Stiff e-commerce competition for the online giant
Jumia is proving to be a force to reckon with on the online business front, with a recent listing on the New York Stock Exchange and having started its trading on a strong footing.
AliExpress is also asserting its African presence by adding MPesa as one of its payment options for Kenyan customers. MPesa is a mobile money platform with over 21 million customers in Kenya. Kenya is one of the leading growing economies in Africa, with a growing number of online consumers. By facilitating easier payment for goods, AliExpress will likely have an increased share of the Kenyan online consumer.
It has also been reported that as of 2018, about 2% of Amazon sellers have also had their products listed for sale on AliExpress. This is a reflection of direct competition that Amazon has to take cognizance of as it strategizes towards maintaining market dominance.

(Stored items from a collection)
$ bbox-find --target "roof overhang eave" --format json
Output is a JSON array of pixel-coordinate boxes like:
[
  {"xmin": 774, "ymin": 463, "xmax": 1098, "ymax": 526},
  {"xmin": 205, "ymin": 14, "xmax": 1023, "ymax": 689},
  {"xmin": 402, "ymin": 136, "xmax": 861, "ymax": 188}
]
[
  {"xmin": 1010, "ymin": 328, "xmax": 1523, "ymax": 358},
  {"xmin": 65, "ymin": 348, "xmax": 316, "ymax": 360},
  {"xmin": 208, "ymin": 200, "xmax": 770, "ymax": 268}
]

> _Problem requirements_
Continue the text about e-commerce competition facing Amazon in Africa, starting after its final sentence.

> _Answer area_
Amazon’s involvement in Africa
Amazon’s initial footprint on the African continent was to set up development centers in Cape Town in 2004. It then went on to establish Amazon Web Service Centers in Johannesburg in 2015, going on to expand to AWS Direct Connect in 2017. As of 2018, Amazon made its major infrastructural investment by launching Amazon CloudFront centers in Cape Town. The company employs about 7 000 permanent staff in South Africa to offer online support services to its customers abroad.
The establishment of cloud data centers was a strategic investment that allows a greater population on the African continent access to faster internet connectivity and next-generation technology.
With the tech hubs phenomenon on the rise in Africa, Amazon has shown a keen interest in investing in some of these tech start-ups. As these tech hubs are known for innovative creativity, it is no wonder why big tech companies are interested in investing in them. It is naturally investing in big ideas that can be financially rewarding in the future.
In line with the company’s green policy, Amazon has started investing in wind and solar projects to power its data centers in South Africa. This shows that the company is looking to make a permanent footprint on the continent by investing in large-scale capital-intense projects.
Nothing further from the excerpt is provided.